TASK TO COMPLETE ▸ The required output is the line that contains "Tag the weathered" plus every line after it in the listing below, copied exactly as it appears.

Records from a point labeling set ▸
------------------------------------------------
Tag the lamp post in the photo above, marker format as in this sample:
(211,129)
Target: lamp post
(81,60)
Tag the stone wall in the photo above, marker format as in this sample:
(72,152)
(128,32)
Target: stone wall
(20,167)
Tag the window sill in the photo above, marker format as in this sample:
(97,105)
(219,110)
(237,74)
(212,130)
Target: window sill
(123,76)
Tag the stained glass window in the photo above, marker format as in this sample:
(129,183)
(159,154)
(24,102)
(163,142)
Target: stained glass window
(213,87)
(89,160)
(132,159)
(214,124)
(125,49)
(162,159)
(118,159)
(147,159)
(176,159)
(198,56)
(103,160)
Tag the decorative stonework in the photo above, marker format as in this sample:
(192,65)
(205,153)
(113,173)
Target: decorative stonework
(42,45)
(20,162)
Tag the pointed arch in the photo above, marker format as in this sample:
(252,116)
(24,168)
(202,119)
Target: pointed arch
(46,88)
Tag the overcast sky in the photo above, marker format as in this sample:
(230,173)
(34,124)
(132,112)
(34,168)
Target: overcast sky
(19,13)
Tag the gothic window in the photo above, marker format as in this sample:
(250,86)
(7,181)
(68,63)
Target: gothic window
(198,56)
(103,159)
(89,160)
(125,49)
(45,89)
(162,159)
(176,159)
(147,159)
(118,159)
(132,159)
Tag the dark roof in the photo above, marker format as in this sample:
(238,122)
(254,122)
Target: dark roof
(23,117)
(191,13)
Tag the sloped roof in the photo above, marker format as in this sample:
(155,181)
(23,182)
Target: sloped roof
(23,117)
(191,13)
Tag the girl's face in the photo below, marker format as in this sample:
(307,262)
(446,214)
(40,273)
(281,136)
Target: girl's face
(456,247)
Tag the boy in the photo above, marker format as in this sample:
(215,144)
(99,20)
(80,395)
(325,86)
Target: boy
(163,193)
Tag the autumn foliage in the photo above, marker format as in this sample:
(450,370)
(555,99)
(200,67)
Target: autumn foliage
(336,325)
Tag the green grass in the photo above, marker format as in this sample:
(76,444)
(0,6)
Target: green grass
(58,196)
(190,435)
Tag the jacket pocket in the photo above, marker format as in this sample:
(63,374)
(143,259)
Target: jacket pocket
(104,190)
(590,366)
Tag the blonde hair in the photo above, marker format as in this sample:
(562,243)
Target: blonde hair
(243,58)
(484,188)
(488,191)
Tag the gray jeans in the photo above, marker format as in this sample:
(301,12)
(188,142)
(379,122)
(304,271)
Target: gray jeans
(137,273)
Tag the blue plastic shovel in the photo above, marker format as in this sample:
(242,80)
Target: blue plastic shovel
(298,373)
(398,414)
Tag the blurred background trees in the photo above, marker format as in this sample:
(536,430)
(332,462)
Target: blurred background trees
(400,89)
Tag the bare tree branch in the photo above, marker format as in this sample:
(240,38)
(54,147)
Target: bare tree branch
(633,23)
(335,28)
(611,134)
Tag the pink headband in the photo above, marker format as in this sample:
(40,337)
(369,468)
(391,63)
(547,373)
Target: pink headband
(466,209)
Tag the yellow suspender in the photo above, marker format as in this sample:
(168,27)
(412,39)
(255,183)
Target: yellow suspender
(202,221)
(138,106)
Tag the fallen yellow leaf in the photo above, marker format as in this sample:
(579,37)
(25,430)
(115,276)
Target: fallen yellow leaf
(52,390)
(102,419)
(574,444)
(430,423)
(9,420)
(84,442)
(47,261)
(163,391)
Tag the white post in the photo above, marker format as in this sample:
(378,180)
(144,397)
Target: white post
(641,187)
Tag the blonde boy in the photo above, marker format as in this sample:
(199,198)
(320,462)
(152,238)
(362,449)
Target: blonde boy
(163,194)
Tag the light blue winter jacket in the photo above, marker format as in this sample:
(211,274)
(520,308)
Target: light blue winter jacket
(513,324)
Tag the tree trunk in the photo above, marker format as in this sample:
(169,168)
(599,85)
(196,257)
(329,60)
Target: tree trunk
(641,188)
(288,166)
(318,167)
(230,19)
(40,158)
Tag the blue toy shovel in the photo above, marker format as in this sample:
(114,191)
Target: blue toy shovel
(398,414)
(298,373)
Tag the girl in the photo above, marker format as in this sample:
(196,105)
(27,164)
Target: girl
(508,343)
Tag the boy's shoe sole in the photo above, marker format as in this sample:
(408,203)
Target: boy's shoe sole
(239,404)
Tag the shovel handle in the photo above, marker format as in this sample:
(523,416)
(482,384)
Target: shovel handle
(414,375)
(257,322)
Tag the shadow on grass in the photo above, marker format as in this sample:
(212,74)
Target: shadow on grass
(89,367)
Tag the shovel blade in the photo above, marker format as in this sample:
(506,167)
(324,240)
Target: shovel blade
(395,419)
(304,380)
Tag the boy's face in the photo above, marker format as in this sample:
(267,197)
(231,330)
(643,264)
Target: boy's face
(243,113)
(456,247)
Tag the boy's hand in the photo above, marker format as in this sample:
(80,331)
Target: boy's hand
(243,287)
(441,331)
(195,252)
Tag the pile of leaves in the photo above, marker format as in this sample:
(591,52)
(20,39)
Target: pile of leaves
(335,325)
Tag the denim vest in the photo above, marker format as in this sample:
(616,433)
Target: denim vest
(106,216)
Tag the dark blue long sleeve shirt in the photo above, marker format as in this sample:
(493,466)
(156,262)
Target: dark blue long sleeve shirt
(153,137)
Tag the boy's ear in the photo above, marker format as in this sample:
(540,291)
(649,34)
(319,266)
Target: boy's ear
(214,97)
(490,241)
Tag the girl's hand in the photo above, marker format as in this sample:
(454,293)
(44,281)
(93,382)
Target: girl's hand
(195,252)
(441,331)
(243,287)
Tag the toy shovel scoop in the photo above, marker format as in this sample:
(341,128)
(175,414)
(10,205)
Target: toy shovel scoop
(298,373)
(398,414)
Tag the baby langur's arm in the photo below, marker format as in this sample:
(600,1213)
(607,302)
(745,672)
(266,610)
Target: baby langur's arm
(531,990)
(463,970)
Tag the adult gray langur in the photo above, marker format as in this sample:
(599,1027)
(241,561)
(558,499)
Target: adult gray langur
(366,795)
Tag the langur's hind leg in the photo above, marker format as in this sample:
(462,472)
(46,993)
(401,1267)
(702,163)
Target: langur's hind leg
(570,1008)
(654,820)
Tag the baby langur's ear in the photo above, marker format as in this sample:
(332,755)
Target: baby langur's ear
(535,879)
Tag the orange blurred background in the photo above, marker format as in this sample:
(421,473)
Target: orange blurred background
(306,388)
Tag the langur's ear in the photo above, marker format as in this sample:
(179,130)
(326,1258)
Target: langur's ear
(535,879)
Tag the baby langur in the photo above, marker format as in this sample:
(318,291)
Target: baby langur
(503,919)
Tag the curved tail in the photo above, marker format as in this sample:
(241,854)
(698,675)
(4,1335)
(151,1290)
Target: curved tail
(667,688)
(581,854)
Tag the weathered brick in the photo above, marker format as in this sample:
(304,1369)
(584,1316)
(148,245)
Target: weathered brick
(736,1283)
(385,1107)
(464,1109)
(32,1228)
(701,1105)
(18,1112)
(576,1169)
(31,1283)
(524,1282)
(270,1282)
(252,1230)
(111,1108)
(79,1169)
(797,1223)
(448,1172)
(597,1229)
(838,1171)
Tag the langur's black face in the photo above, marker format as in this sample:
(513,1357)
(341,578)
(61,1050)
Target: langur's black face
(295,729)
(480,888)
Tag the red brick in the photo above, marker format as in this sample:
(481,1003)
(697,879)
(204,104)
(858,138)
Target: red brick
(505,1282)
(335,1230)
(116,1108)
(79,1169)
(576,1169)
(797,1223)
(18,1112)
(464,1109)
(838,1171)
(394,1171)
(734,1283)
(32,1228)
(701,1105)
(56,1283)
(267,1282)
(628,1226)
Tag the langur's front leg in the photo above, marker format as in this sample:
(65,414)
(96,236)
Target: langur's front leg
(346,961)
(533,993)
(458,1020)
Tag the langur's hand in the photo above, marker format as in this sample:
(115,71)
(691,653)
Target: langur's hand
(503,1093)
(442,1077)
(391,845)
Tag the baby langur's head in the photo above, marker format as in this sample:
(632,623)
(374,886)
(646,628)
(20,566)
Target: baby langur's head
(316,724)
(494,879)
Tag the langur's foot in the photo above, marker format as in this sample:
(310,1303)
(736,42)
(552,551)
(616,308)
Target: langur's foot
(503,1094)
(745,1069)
------------------------------------------------
WORKED ANSWER ▸
Tag the weathered brick in the photo above, marker format as in this sample:
(304,1369)
(584,1316)
(148,245)
Target: weathered brick
(736,1283)
(385,1107)
(464,1109)
(32,1228)
(701,1105)
(18,1112)
(576,1169)
(31,1283)
(524,1282)
(270,1282)
(252,1230)
(111,1108)
(79,1169)
(797,1223)
(448,1172)
(597,1229)
(838,1171)
Tag the langur's black face in the photo above, marker format as in this sample:
(513,1357)
(341,578)
(61,1050)
Target: langur's black face
(295,729)
(480,888)
Tag the red brick in the photo above, marker format as in this sample:
(481,1003)
(697,879)
(204,104)
(858,138)
Target: red brick
(505,1282)
(335,1230)
(116,1108)
(79,1169)
(576,1169)
(797,1223)
(18,1112)
(464,1109)
(838,1171)
(394,1171)
(734,1283)
(32,1228)
(701,1105)
(56,1283)
(267,1282)
(628,1226)
Tag the langur's front leg in the photo above, marker format as in this sample:
(65,414)
(96,236)
Target: langur's front leg
(346,961)
(533,993)
(458,1020)
Tag the langur's hand in the photo above, marker format as in this sample:
(115,71)
(691,653)
Target: langur's hand
(503,1093)
(442,1077)
(391,845)
Tag the baby langur's head in the photo above, marker format as in this sample:
(632,623)
(374,886)
(646,628)
(20,566)
Target: baby langur's head
(316,724)
(494,879)
Tag the langur's foot in the photo above, marker format as in this sample:
(310,1303)
(736,42)
(552,551)
(616,308)
Target: langur's foot
(503,1094)
(745,1069)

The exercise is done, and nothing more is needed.